MS:1000016 ("scan start time") is the PSI-approved term for describing when a 
scan started acquisition. A spectrum could be comprised of multiple scans, but 
mzIdentML's SIR doesn't really care about that, so the SIR could either take 
the first scan time or all of them. This is the term we use in pwiz when 
converting from pepXML to mzIdentML. I still think that it's not precise (and 
thus potentially confusing) to use retention time when talking about spectra.

Original comment by matt.cha...@gmail.com on 23 Jan 2013 at 5:53

GoogleCodeExporter commented 8 years ago
Discussed at PSI2013

Decision to make an update to the specification document, clarifying that 
retention time can be reported at the <SpectrumIdentificationResult level. 

We should be using the same CV terms that can be annotated on mzML spectra. 
Please can someone comment on most appropriate term(s) to use, since some 
search engines may be combining multiple scans - correct?

STATED PROBLEM 1:
According to the forum thread excerpt, which term is used in pwiz when converting from pepXML to mzIdentML?
The text above and the records that come after it have unrelated origins.

SUPPLIED MATERIAL:
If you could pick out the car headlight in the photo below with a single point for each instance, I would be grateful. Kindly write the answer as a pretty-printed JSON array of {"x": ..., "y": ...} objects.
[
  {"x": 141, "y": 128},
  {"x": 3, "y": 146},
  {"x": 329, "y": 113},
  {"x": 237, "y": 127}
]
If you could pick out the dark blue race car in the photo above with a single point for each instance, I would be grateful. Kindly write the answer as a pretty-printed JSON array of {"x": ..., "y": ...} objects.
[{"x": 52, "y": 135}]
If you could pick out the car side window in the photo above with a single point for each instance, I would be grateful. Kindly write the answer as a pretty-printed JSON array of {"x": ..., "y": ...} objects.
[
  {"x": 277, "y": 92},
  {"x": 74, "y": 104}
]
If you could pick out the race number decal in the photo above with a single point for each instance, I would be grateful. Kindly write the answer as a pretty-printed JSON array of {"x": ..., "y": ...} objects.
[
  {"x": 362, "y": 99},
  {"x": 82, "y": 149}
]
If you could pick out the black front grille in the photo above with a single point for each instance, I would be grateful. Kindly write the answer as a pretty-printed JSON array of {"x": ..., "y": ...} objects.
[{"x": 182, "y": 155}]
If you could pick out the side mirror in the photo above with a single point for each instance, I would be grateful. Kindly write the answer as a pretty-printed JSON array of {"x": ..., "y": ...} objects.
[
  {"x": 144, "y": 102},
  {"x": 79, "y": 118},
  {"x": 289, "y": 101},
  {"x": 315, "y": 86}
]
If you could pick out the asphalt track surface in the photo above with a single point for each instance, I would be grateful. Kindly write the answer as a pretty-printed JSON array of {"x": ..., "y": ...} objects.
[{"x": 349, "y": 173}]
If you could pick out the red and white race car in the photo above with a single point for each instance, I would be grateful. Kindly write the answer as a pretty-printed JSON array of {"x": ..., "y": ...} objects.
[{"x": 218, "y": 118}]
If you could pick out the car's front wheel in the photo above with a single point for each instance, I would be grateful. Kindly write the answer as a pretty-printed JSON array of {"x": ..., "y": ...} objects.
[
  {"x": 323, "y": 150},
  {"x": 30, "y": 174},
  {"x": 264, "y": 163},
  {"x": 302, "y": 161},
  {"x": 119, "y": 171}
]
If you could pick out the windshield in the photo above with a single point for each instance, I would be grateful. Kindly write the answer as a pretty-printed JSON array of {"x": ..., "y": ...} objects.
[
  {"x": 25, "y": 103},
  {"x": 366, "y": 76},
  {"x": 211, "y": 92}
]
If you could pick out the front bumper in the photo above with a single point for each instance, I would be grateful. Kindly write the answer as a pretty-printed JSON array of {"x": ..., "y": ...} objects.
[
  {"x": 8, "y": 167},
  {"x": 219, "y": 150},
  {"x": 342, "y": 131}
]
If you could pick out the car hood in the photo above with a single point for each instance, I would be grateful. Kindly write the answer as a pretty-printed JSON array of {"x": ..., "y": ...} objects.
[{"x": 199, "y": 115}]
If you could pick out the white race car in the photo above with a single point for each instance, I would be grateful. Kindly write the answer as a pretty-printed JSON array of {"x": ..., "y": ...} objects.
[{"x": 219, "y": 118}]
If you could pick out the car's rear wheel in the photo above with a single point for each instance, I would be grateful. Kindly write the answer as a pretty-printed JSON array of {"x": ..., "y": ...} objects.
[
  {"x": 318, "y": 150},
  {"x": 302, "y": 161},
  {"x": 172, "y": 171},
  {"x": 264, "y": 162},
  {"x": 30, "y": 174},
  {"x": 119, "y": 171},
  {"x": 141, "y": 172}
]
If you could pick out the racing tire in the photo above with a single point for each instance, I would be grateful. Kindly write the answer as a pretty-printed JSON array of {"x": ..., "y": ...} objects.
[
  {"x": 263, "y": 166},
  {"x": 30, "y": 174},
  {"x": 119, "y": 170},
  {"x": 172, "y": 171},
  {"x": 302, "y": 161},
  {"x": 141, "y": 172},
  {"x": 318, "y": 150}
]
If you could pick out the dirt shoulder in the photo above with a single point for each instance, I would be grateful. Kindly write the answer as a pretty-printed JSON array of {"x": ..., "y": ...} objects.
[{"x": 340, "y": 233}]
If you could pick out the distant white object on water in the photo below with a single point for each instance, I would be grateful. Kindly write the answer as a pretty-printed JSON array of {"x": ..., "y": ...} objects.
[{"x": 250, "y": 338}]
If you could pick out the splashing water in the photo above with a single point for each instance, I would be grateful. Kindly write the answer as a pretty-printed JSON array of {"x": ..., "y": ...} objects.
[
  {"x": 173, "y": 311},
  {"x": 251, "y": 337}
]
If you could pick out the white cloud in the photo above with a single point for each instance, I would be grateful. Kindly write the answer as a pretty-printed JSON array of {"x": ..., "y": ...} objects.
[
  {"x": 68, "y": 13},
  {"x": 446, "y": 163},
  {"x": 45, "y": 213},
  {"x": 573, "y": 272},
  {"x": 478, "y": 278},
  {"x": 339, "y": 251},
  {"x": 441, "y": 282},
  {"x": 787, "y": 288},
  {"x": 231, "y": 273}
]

STATED PROBLEM 2:
Count the lines of the records that contain the word "wheel", and reply with the number alone.

FINISHED ANSWER 1:
MS:1000016 ("scan start time").

FINISHED ANSWER 2:
2